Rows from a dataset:
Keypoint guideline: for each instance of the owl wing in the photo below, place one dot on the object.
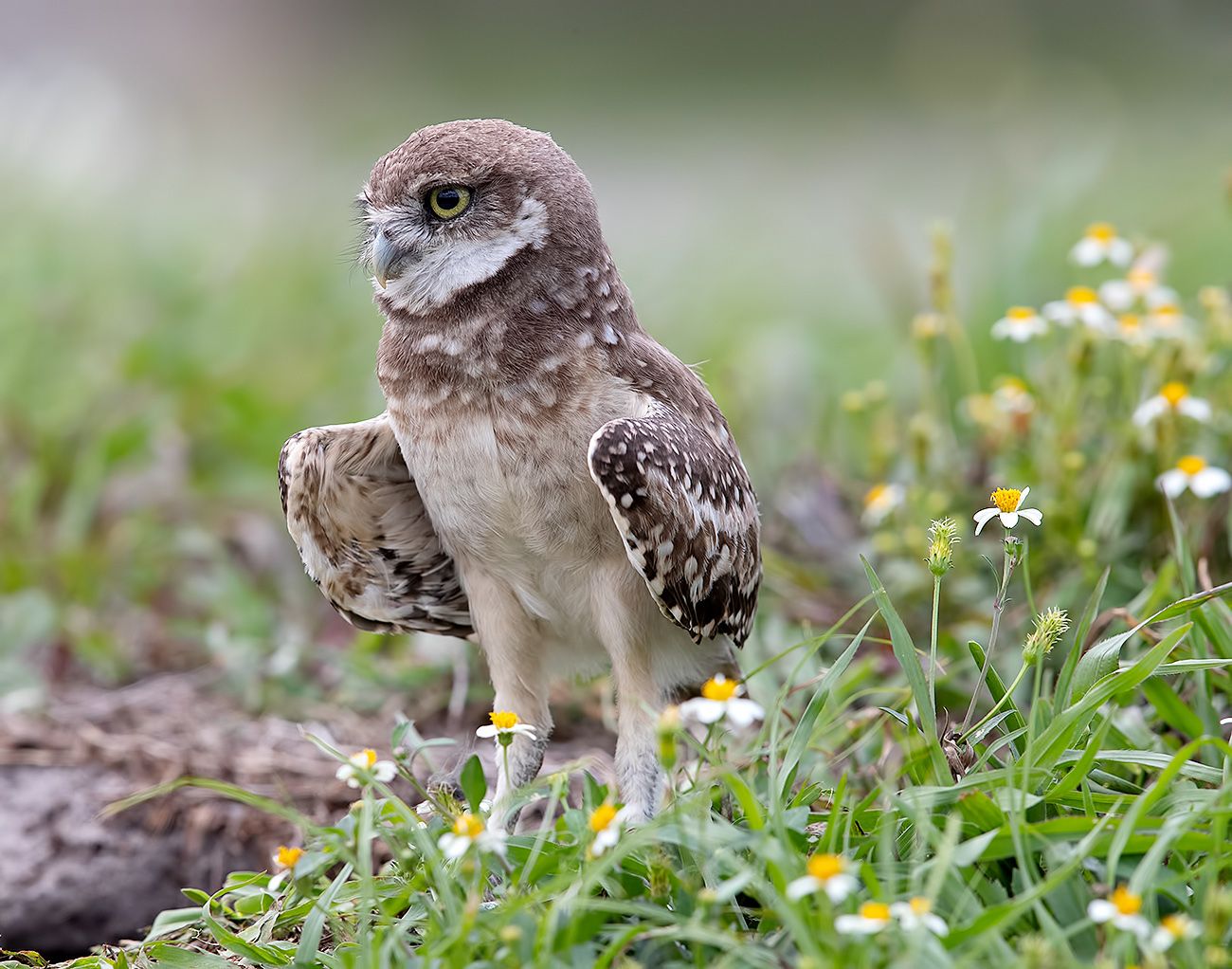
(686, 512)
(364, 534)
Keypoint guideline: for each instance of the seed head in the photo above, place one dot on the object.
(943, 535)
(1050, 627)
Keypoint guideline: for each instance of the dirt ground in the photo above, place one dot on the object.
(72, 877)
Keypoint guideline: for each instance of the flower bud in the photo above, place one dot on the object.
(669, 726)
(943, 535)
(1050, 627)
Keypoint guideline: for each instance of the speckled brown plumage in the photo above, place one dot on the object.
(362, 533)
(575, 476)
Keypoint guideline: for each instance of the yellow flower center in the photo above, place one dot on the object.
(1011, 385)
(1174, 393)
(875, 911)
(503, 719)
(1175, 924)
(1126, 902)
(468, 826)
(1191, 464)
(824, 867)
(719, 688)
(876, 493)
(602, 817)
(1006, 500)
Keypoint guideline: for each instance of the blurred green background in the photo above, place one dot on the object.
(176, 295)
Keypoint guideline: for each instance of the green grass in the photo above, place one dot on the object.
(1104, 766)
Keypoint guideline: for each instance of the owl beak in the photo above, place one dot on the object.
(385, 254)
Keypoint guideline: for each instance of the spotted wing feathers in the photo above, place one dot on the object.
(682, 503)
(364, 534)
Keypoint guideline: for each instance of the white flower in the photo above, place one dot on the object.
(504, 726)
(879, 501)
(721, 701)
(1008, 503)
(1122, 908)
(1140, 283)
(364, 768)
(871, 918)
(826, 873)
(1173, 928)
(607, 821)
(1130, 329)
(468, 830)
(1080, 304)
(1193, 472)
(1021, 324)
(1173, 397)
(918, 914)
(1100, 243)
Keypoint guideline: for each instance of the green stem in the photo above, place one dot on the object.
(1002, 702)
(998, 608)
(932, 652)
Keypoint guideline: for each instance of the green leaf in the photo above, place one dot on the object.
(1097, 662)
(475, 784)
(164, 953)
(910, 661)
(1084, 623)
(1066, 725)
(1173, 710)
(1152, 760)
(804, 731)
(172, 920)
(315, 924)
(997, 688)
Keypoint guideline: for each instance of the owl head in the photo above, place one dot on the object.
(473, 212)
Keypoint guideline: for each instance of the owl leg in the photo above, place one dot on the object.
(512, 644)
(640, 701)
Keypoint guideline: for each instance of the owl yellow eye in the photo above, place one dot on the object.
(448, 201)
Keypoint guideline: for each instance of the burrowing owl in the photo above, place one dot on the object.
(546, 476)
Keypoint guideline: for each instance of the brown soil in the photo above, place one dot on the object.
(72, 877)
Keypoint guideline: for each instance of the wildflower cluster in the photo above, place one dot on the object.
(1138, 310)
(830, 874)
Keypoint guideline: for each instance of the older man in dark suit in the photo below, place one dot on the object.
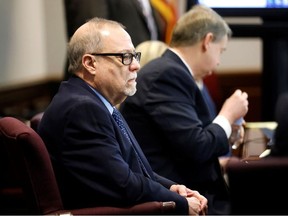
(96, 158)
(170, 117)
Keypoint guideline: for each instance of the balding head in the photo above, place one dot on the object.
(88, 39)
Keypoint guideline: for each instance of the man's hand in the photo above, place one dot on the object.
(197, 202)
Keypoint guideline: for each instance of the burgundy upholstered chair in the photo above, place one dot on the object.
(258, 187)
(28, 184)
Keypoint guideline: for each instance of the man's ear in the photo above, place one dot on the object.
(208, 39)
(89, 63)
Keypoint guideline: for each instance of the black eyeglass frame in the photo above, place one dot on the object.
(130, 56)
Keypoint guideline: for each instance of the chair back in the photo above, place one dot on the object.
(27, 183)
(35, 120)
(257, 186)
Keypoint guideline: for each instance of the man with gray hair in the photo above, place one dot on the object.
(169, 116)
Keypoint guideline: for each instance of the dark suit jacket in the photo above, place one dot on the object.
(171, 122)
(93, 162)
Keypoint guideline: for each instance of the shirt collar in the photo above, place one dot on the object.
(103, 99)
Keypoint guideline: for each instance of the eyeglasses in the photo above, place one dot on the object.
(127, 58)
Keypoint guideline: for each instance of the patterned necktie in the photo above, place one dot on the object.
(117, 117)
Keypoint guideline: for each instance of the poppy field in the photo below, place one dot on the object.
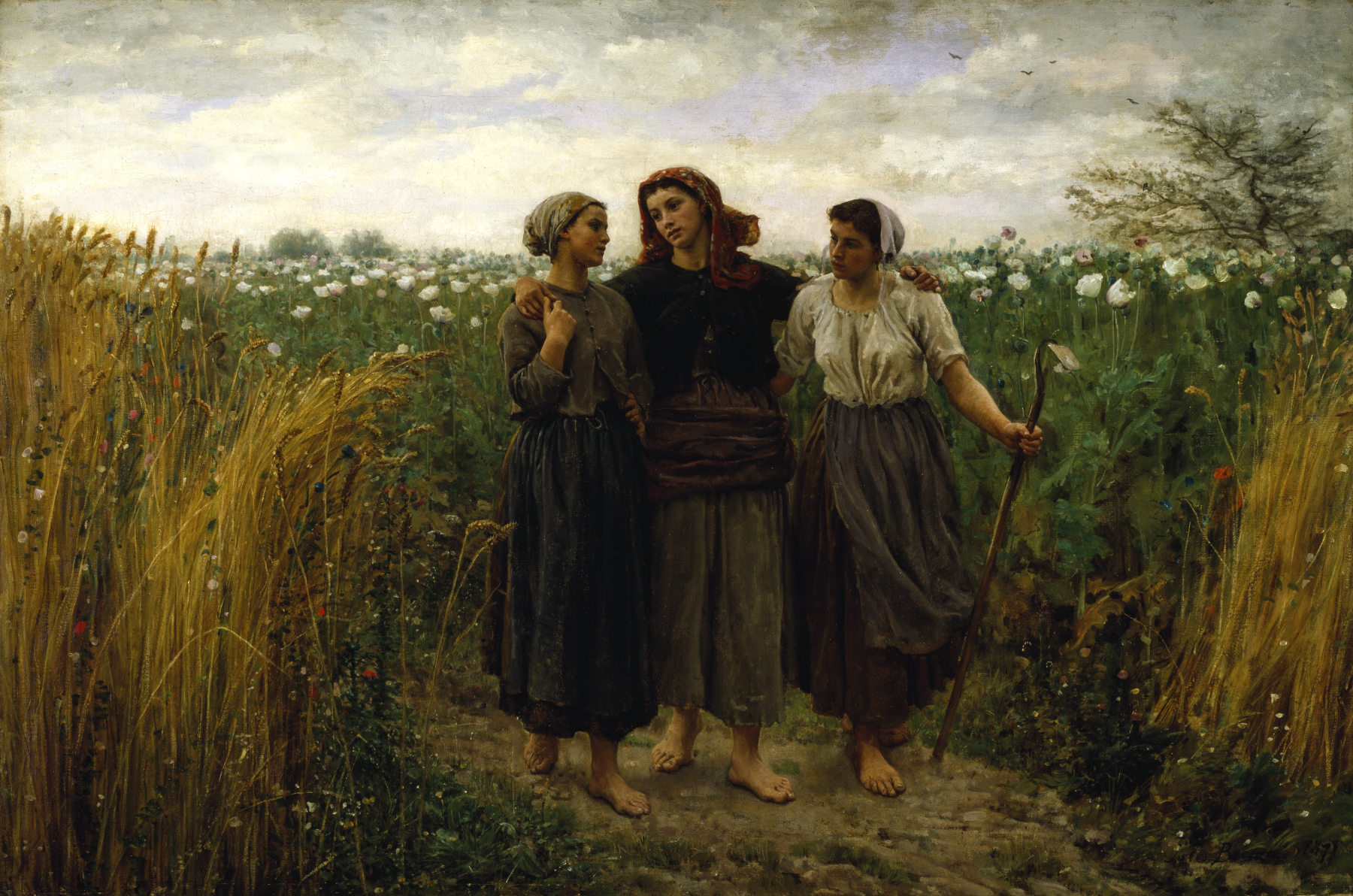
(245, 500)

:: Requirements ::
Leave out the pictures and repeat everything else in the records exactly.

:: In response ::
Keypoint guideline: for each instance of the owl wing in the photo below, place one dot on the object.
(686, 512)
(364, 534)
Keypoint guideline: for each instance of the seed head in the photo above, place one dot on the object.
(943, 535)
(1050, 627)
Keypoint guideline: for each instance of the dirt ground in the photo above, place one dot on the object.
(72, 877)
Keypoint guideline: for each instance of the flower bud in the photo above, place one dot on the object.
(669, 726)
(943, 535)
(1050, 627)
Keypoint guideline: for each instance of the speckled brown plumage in the photo above, place one dot on the object.
(362, 533)
(575, 476)
Keypoint guideline: for each instance of the yellow flower center in the photo above, place one dot on the object.
(1011, 385)
(1174, 393)
(875, 911)
(503, 719)
(1175, 924)
(1126, 902)
(468, 826)
(1191, 464)
(824, 867)
(719, 688)
(876, 493)
(602, 817)
(1006, 500)
Keypoint guideline: for each instance of the blurred green background in the photo above, place one dot on the object.
(176, 295)
Keypoint guideline: for each instance of the green grass in the photo above, place one dot on the object.
(1104, 766)
Keypoint guideline: for each instance of the owl beak in the photo above, place one dot on the object.
(385, 254)
Keypoint guideline: for each instance of the spotted wing feathers in the photo above, place one dot on the object.
(682, 503)
(364, 534)
Keypoint guideline: for each instance of the white flower in the photo above, place one dot on the object.
(504, 726)
(879, 501)
(721, 701)
(1008, 503)
(1122, 908)
(1140, 283)
(364, 768)
(871, 918)
(826, 873)
(1173, 928)
(607, 821)
(1130, 329)
(468, 830)
(1080, 304)
(1193, 472)
(1021, 324)
(1173, 397)
(918, 914)
(1100, 243)
Keypoint guideline: for each instance of the green stem in the photo above, place one dot on the object.
(1002, 702)
(998, 608)
(932, 652)
Keypoint guideline: for each instance of the green leaf in the photo above, place one dot on the object.
(1097, 662)
(475, 784)
(164, 953)
(910, 661)
(1084, 623)
(1066, 725)
(1173, 710)
(1152, 760)
(804, 731)
(172, 920)
(315, 924)
(997, 688)
Keypoint guideline: for each instance of the owl head in the photo above, place one dot on the object.
(473, 212)
Keypoint guideline: for each instance of the owl leg in the photo above, place one dot on the object.
(512, 644)
(640, 701)
Keypoint guideline: for each instance of the owl yellow eye in the photo above, place one dot on the object.
(448, 201)
Keypoint guideline: for each instance of the burrowing owl in the photo above, place one dot on the object.
(546, 476)
Keypoint guideline: for each instance of the brown soil in the photo above, place one dot on the object.
(72, 877)
Keypoint guideline: for each instance of the wildflower cluster in the photo above, place one dot on the object.
(1138, 310)
(830, 874)
Keypoint guideline: for each instance of the older man in dark suit in the photo below, place one dot on the object.
(96, 158)
(170, 117)
Keypoint guideline: for each instance of the balding head in the photo above, place one dot on the object.
(88, 39)
Keypoint guideline: for each instance of the man's hand in the photo above, place one dot on the object.
(197, 202)
Keypoint guideline: for each instance of the burgundy upholstered chair in the photo above, place one dot on the object.
(258, 187)
(28, 184)
Keypoint guideline: for each instance of the man's ear in the photo above, place one dot on the object.
(208, 39)
(89, 63)
Keypoint guideline: for each instance of the black eyeglass frame in the photo above, place one dot on the object.
(130, 56)
Keypoint guideline: for each instance of the chair back in the photo above, place one dot on the object.
(27, 183)
(35, 120)
(257, 186)
Keypoint guideline: for each instance of the man with gray hair in the photo above, place one dot on the object.
(169, 116)
Keypoint guideline: for each instance of the dark suit jacket in the photo above, place one dot on the object.
(171, 122)
(93, 162)
Keypoint guideline: for each instance of the shirt collar in the photo above, place one dot on the object.
(103, 99)
Keypoint guideline: for each instance of the eyeglasses in the photo above, place one dot on the object.
(127, 58)
Keypoint guideline: for each instance of the patterned necktie in the photo above, place one dot on the object.
(117, 117)
Keypoint guideline: for each instance of the poppy field in the photo below, place one dot on the object.
(245, 500)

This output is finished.